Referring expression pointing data
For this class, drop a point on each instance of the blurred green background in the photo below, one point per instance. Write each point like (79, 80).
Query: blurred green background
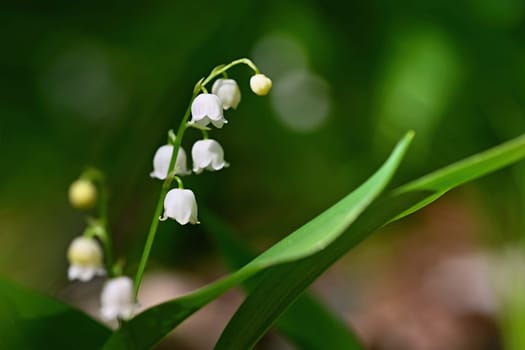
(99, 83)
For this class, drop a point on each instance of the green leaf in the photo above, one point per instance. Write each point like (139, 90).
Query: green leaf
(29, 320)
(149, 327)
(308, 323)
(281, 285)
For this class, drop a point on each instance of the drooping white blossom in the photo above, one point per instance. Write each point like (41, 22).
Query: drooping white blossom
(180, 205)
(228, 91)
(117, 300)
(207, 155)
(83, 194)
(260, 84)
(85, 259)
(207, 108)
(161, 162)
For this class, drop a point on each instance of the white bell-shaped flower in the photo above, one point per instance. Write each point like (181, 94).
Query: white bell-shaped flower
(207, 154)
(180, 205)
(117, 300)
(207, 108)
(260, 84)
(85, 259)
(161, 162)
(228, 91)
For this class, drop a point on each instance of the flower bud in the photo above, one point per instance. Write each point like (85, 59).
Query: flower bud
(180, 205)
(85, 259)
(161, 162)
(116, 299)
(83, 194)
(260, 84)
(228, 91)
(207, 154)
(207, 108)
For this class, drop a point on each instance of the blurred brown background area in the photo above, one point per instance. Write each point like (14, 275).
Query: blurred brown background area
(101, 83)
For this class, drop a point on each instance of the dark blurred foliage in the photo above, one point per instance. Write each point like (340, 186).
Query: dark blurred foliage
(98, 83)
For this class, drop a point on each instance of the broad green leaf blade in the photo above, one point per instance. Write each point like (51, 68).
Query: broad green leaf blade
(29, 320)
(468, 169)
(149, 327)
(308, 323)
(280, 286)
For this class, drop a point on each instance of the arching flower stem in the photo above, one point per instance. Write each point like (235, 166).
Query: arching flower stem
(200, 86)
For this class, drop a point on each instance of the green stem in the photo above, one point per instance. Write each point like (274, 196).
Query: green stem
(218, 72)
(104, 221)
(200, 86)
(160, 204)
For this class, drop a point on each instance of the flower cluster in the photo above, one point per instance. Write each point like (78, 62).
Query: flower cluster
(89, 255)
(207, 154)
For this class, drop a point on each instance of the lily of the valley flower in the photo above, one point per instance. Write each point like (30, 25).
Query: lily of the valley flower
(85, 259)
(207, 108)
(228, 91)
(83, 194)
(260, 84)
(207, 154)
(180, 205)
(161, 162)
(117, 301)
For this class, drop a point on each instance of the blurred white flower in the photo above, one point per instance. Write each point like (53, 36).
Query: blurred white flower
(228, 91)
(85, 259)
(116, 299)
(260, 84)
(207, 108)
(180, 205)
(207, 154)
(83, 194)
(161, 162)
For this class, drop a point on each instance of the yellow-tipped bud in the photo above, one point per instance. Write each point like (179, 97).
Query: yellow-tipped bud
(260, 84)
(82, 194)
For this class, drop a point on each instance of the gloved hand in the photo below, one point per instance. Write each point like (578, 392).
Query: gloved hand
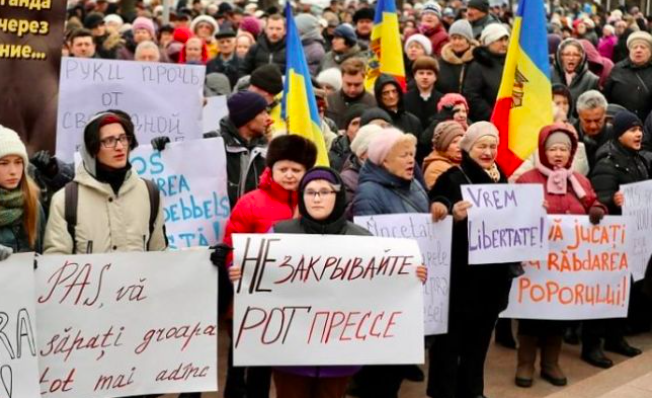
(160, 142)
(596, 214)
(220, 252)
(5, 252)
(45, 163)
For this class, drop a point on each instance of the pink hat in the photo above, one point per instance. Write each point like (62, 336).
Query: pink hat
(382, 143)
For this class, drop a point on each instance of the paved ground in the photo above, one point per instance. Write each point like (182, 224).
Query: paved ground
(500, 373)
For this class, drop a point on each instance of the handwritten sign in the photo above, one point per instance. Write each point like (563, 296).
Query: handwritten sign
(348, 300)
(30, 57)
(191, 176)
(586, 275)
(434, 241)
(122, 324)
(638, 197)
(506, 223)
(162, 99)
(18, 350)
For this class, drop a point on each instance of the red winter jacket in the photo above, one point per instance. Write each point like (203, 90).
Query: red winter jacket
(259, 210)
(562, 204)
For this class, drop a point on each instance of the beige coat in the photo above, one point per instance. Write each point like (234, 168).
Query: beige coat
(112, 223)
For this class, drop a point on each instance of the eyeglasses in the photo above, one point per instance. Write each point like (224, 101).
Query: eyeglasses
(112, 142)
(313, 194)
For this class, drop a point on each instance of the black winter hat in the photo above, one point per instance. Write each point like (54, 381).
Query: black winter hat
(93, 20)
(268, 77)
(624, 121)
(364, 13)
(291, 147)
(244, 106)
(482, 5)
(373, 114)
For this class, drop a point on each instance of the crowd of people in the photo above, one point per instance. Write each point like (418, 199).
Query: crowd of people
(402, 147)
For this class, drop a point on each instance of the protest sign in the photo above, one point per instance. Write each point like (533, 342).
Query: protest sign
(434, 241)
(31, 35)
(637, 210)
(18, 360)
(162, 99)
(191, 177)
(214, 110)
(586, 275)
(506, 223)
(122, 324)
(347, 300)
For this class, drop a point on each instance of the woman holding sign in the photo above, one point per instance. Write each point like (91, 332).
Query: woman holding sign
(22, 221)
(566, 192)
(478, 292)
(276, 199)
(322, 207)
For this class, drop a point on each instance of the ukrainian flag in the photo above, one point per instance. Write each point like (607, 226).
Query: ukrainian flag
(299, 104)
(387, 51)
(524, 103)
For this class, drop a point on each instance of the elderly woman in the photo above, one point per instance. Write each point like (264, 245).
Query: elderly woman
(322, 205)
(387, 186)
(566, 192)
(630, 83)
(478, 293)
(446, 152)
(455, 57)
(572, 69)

---

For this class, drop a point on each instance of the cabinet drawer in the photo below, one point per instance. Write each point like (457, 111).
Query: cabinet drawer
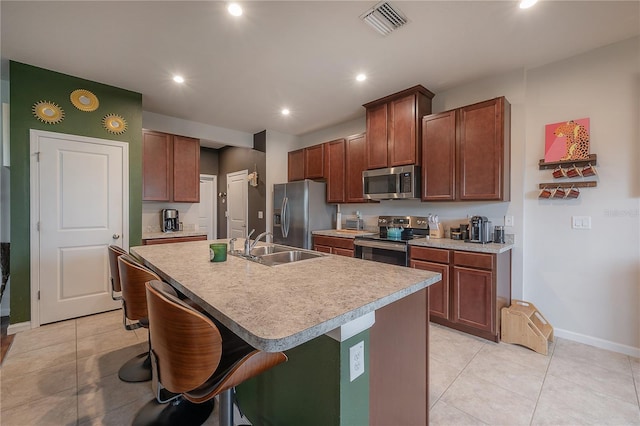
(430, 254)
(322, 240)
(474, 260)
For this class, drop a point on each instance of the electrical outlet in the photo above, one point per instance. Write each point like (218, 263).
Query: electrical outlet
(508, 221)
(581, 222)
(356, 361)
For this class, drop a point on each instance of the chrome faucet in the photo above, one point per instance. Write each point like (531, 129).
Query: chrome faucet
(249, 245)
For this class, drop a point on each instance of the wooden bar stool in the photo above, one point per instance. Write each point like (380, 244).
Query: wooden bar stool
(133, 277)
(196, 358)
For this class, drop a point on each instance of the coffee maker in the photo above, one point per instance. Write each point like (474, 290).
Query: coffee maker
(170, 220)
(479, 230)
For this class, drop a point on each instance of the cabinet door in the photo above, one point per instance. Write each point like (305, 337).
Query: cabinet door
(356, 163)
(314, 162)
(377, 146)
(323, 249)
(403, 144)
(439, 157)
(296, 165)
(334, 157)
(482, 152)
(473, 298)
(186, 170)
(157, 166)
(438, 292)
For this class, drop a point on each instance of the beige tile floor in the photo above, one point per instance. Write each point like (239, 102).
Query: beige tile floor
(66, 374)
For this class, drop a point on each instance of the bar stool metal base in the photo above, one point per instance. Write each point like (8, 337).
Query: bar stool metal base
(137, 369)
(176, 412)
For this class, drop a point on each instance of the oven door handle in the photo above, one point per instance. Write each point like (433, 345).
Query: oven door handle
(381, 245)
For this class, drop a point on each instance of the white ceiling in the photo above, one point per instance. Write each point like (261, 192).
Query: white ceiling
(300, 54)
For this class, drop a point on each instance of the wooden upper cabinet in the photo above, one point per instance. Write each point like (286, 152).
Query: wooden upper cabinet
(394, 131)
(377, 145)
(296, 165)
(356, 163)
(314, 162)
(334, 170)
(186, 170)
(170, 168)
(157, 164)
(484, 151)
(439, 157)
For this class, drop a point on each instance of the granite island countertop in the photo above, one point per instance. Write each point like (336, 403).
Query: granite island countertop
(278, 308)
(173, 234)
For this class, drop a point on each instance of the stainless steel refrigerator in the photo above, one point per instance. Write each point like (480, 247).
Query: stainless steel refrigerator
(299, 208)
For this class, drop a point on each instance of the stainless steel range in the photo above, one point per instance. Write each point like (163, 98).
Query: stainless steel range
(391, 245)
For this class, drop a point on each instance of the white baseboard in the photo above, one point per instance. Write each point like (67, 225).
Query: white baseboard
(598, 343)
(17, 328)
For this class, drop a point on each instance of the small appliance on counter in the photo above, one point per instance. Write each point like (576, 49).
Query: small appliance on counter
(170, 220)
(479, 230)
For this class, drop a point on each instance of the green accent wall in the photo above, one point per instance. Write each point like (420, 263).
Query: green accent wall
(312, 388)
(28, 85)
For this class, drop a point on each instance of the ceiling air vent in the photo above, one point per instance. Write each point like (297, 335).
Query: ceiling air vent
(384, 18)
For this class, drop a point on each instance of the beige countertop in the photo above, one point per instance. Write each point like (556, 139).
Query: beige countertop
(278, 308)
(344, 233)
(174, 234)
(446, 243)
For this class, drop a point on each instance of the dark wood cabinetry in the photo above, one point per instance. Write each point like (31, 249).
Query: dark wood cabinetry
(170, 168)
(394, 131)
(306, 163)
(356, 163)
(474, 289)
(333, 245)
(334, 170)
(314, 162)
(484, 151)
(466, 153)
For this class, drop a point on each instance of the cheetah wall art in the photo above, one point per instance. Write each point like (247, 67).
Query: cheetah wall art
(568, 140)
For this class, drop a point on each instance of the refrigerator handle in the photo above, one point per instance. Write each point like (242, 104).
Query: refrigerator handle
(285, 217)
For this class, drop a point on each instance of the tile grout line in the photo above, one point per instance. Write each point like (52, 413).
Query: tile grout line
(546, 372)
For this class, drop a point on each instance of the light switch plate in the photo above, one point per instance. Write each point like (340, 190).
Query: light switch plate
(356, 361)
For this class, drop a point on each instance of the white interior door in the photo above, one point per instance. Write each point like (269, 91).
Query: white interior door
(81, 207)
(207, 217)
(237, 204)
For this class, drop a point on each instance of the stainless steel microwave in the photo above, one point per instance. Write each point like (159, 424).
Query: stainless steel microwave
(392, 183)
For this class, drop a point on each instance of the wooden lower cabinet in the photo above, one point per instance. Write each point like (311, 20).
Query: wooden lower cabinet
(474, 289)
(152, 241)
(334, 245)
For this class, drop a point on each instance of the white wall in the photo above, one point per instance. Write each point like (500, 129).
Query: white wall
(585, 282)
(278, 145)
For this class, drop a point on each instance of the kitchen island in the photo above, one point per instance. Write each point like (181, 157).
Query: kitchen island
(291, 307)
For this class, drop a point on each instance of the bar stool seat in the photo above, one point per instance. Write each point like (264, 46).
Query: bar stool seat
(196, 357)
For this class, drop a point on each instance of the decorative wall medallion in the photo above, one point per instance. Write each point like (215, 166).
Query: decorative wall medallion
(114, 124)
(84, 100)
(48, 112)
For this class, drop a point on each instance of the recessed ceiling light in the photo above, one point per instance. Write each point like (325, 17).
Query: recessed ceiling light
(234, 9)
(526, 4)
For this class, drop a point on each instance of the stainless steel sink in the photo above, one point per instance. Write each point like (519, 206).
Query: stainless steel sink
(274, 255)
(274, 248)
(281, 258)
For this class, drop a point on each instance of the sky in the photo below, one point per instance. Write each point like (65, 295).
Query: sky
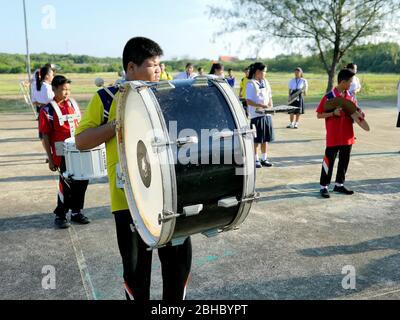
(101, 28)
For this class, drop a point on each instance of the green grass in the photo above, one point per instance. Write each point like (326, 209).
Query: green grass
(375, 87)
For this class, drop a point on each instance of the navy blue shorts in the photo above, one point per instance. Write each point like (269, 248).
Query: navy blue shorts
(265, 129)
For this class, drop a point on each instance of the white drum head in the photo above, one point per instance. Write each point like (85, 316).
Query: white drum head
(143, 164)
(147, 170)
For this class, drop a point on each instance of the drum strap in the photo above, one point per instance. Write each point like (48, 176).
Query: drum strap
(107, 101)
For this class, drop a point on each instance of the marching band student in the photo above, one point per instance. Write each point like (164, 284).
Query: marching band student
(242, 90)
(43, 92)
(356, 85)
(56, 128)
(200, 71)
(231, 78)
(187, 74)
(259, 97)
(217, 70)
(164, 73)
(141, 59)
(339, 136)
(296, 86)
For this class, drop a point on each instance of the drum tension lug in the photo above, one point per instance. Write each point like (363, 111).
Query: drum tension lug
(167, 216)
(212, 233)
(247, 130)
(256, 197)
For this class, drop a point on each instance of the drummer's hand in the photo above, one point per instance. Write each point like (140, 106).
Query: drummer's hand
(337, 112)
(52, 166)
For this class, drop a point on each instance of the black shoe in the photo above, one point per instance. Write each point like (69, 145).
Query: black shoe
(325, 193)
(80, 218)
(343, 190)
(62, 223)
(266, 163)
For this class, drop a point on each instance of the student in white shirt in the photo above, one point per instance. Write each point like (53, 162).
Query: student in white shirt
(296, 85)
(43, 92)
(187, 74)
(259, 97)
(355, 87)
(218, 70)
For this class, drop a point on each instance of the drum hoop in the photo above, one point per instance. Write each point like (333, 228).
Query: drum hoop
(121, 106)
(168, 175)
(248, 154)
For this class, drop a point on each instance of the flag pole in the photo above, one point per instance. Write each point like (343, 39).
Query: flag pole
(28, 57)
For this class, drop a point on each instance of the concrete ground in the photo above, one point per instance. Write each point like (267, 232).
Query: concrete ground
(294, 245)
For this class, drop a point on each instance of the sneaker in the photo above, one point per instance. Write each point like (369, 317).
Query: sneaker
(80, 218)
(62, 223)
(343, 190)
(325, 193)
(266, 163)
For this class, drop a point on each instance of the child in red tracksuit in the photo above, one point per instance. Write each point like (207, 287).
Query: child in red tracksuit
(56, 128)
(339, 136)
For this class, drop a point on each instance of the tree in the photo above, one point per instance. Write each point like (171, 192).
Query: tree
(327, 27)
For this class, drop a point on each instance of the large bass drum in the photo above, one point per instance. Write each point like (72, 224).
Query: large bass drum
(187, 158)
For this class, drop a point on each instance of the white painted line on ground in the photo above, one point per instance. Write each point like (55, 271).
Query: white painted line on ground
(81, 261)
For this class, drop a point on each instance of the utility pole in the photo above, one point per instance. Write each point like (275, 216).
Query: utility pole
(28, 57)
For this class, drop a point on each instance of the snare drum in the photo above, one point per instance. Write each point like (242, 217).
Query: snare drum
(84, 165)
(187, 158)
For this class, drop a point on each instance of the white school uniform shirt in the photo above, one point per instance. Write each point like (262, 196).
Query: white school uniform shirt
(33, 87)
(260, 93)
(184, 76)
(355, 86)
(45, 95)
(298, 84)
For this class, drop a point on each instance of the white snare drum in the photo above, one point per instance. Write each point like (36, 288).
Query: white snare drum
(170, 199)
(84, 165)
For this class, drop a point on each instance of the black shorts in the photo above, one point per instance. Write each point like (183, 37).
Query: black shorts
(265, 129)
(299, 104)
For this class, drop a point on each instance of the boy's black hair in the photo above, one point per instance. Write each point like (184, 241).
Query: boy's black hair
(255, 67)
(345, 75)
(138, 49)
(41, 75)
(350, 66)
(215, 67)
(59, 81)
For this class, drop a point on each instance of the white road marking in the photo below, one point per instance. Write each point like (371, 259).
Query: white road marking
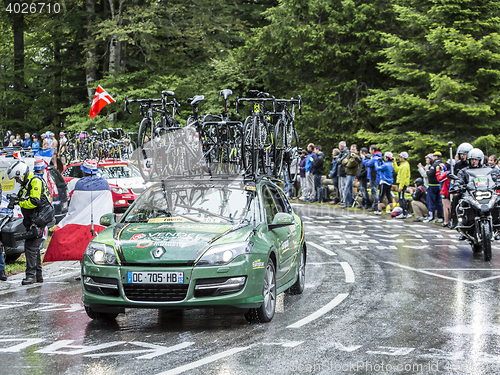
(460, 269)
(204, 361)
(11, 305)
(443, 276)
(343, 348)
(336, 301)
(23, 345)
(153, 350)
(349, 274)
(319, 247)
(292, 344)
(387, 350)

==

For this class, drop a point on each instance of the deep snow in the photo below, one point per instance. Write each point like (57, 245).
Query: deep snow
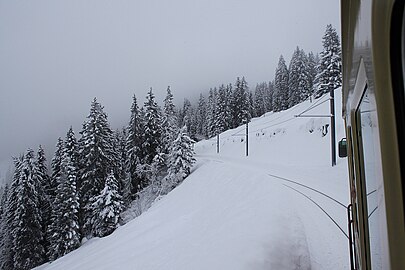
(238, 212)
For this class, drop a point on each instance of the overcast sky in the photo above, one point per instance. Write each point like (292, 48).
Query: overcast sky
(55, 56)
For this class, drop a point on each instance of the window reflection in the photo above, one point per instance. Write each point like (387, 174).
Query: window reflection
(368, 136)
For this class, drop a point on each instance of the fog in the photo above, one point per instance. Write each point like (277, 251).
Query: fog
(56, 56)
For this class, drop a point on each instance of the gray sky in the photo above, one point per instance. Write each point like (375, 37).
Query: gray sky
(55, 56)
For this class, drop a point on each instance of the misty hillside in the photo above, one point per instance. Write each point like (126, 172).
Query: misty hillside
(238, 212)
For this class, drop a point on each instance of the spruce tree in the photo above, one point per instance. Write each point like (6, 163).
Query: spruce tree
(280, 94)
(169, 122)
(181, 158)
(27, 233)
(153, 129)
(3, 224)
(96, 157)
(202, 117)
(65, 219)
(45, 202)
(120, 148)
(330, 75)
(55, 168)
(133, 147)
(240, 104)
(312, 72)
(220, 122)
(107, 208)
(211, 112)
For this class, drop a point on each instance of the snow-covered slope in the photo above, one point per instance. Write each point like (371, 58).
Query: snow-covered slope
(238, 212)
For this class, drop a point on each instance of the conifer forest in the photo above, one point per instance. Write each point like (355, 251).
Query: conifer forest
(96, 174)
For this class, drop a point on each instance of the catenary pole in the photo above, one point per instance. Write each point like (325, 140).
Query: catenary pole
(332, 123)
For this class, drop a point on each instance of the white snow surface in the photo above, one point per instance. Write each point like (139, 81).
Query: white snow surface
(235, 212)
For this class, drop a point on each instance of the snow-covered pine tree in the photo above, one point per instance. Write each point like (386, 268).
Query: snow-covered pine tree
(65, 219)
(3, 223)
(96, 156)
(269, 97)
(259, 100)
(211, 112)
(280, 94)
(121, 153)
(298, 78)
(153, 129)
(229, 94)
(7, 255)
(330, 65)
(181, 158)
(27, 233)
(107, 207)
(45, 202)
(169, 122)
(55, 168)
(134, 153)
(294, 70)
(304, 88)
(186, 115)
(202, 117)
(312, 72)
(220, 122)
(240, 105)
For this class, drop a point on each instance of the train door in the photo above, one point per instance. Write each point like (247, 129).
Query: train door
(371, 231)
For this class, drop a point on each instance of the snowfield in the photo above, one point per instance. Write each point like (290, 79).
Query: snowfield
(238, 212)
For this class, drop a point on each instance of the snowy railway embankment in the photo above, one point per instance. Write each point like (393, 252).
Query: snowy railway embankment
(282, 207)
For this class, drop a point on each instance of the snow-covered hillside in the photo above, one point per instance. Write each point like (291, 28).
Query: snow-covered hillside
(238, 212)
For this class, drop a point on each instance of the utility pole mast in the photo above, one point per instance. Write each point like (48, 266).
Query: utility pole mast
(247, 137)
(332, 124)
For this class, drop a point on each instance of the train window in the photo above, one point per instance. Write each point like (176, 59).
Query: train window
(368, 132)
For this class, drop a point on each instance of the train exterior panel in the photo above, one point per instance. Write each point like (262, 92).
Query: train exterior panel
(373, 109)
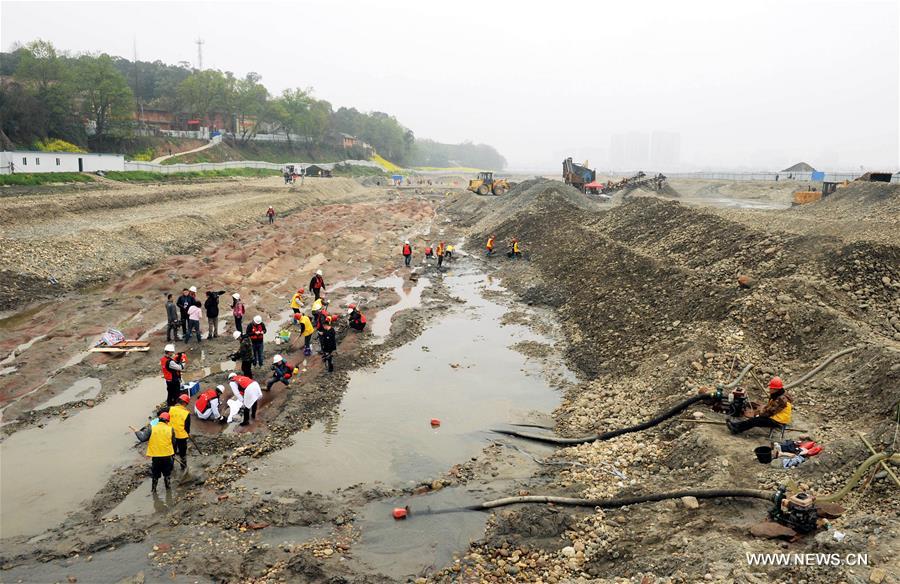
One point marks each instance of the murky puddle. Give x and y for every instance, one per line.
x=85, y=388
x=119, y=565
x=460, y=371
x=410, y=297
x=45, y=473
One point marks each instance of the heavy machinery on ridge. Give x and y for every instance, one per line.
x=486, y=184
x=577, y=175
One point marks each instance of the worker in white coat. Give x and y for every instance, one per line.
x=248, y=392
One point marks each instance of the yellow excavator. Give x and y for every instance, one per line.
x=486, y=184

▶ **Assignment**
What is needed is an exact copy of the lines above, from the one holding "like (79, 80)." down to the one holding "like (181, 94).", with those two included and the pictures left out.

▶ **Output of the exercise**
For this class, drop a point on each instance of the blurred green background in the photo below, one point per instance. Write each point like (79, 80).
Query: blurred green background
(99, 83)
For this class, drop a point on each instance of the green leaf in the photo above, one point per instance. Write each point like (139, 90).
Query: green leaf
(29, 320)
(149, 327)
(308, 323)
(281, 285)
For this class, drop a point on each instance of the drooping white blossom in the photo above, one point per instance. Write each point like (41, 22).
Query: drooping white blossom
(180, 205)
(228, 91)
(117, 300)
(207, 155)
(83, 194)
(260, 84)
(85, 259)
(207, 108)
(161, 162)
For this class, drop a point on each instance of the white bell-shaped flower in the photo above, one point per instance. Write each point like (181, 94).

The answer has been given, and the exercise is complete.